Павел Виноградов – Россия на распутье: Историко-публицистические статьи (страница 10)
Славянофильство, например, имеет до сих пор убежденных представителей и оказывает влияние далеко за пределы собственной школы, по множеству воззрений, сделавшихся более или менее общим достоянием или усвоенных другими группами, иногда даже противниками. Но для оценки сущности славянофильских построений всегда придется восходить к принципам учения, как они изложены первыми его поборниками. Только при этом условии выясняются обстоятельства, которые дали учению известное направление, а вместе с тем подготовляется почва для оценки как положительных, так и отрицательных сторон его. Я думаю, что в настоящее время можно уже стать на такую «историческую» точку зрения. Она во всяком случае имеет право на существование наряду с партийной защитой и полемическим разбором.
Значение такой постановки задачи должно чувствоваться, как скоро мы спросим себя, что главное в славянофильстве, что составляет его исходную точку? Система сложная и охватывающая все стороны жизни. Не все равно, где мы будем искать конец, чтобы размотать клубок.
Заграничная пресса довольно легкомысленно понимает все дело, как продукт панславянской агитации, русской ненасытности, стремящейся поглотить все славянские племена, чтобы затем поглотить Европу. Самая простая историческая справка показывает, что панславистская тенденция является в славянофильстве далеко не необходимым придатком, что славянский вопрос играл сравнительно скромную роль в теориях славянофилов, несмотря на соблазнительное имя школы, что течение практической жизни выдвигало, конечно, и его, но что как раз в этом отношении можно усмотреть существенные разногласия между ее главными представителями и, например, указать на некоторых украинофилов, всегда открещивавшихся от московского славянофильства и тем не менее проводивших действительно панславистские идеи (Костомаров13). Для русской публики нет, впрочем, особенной надобности настаивать на том, что панславизм и славянофильство совсем не синонимы, а западная публика впала в эту ошибку главным образом потому, что в сущности знает из славянофилов только одного Ивана Сергеевича Аксакова14.

Задания для выполнения:
**A.** Ответьте на вопросы по статье о славянофильстве:
(i) К чему, по мнению автора, всегда придется восходить для оценки сущности славянофильских построений?
(ii) Как заграничная пресса понимает все дело?
(iii) Кого из славянофилов, по словам автора, только и знает западная публика?
**B.** Напишите продолжение статьи о славянофильстве, начиная сразу после ее последнего предложения.
Строки набора данных никак не связаны со статьей о славянофильстве.

Выдержки из набора данных для детекции:

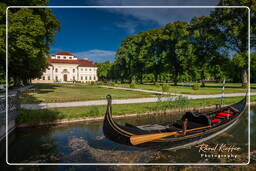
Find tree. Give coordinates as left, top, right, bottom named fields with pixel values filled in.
left=162, top=21, right=195, bottom=85
left=96, top=61, right=112, bottom=81
left=211, top=0, right=256, bottom=84
left=190, top=16, right=224, bottom=87
left=0, top=0, right=60, bottom=85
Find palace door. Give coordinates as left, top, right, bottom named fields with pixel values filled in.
left=63, top=74, right=68, bottom=81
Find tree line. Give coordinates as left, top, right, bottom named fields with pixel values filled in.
left=98, top=0, right=256, bottom=86
left=0, top=0, right=60, bottom=86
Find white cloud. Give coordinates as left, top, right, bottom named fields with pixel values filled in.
left=115, top=20, right=138, bottom=34
left=89, top=0, right=219, bottom=26
left=74, top=49, right=116, bottom=62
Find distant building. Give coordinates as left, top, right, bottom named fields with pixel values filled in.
left=32, top=52, right=98, bottom=83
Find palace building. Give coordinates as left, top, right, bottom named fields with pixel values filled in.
left=32, top=52, right=98, bottom=83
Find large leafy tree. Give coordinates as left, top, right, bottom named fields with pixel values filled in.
left=163, top=21, right=195, bottom=85
left=96, top=61, right=112, bottom=81
left=190, top=16, right=225, bottom=87
left=0, top=0, right=60, bottom=85
left=211, top=0, right=256, bottom=84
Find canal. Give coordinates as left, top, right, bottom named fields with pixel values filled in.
left=1, top=106, right=256, bottom=167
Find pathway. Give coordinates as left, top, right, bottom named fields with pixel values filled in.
left=21, top=87, right=253, bottom=110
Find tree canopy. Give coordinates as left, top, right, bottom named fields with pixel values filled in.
left=0, top=0, right=60, bottom=85
left=97, top=0, right=256, bottom=86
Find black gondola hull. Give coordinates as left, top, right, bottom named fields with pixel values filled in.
left=103, top=97, right=246, bottom=149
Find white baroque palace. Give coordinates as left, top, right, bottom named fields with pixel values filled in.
left=32, top=52, right=98, bottom=83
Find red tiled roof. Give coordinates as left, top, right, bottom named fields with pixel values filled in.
left=56, top=51, right=73, bottom=56
left=48, top=58, right=96, bottom=67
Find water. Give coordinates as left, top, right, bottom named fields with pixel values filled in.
left=1, top=106, right=256, bottom=163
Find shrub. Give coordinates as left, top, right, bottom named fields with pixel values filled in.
left=87, top=106, right=100, bottom=116
left=192, top=83, right=200, bottom=90
left=107, top=81, right=116, bottom=86
left=162, top=84, right=170, bottom=92
left=130, top=83, right=135, bottom=88
left=242, top=83, right=248, bottom=89
left=155, top=83, right=161, bottom=88
left=96, top=81, right=104, bottom=85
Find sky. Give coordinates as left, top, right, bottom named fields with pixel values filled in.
left=48, top=0, right=219, bottom=62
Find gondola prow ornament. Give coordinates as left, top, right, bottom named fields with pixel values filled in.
left=103, top=94, right=247, bottom=149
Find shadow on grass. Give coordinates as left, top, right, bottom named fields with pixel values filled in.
left=16, top=109, right=64, bottom=126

Ответы к заданиям:
**A.**
(i) К принципам учения, как они изложены первыми его поборниками.
(ii) Как продукт панславянской агитации, русской ненасытности, стремящейся поглотить все славянские племена, чтобы затем поглотить Европу.
(iii) Только Ивана Сергеевича Аксакова.

**B.**
Зато среди русской публики чрезвычайно распространен взгляд, по которому славянофильство есть только слегка замаскированное московофильство. И без сомнения, осуждение петербургского порядка и петербургского периода, искание положительных идеалов в допетровской Руси, оппозиция западным заимствованиям, преклонение перед исконно-народной тысячелетней стихией, создавшей необыкновенно выносливое, сплоченное общество – все эти черты вновь и вновь выдвигались в сочинениях славянофилов. Но, во-первых, идеализация московского строя XVII века такова, что переходит уже в «археологический либерализм», развивает такие понятия о «земле», ее нравственной самостоятельности и вытекающих отсюда юридических условиях и учреждениях, что не может быть и речи о том принесении в жертву всех интересов государственной силе и единству, которое обыкновенно ставится в упрек московскому порядку А главное, является вопрос, отчего именно в таком свете рисуется для славянофилов русская старина? Если бы их доктрина представляла действительно только «ползучее» учение, применяющееся к данной обстановке, рассчитанное на то, чтобы обелить действительность во что бы то ни стало и заглушить порицание совести, то не было бы надобности и уходить в московскую древность и аранжировать ее на довольно фантастический лад – можно было удовольствоваться и петербургским благоустройством.
Для того, чтобы понять К. Аксакова15 и Ю. Самарина16, надо обратиться к Хомякову и Ив [ану] Киреевскому.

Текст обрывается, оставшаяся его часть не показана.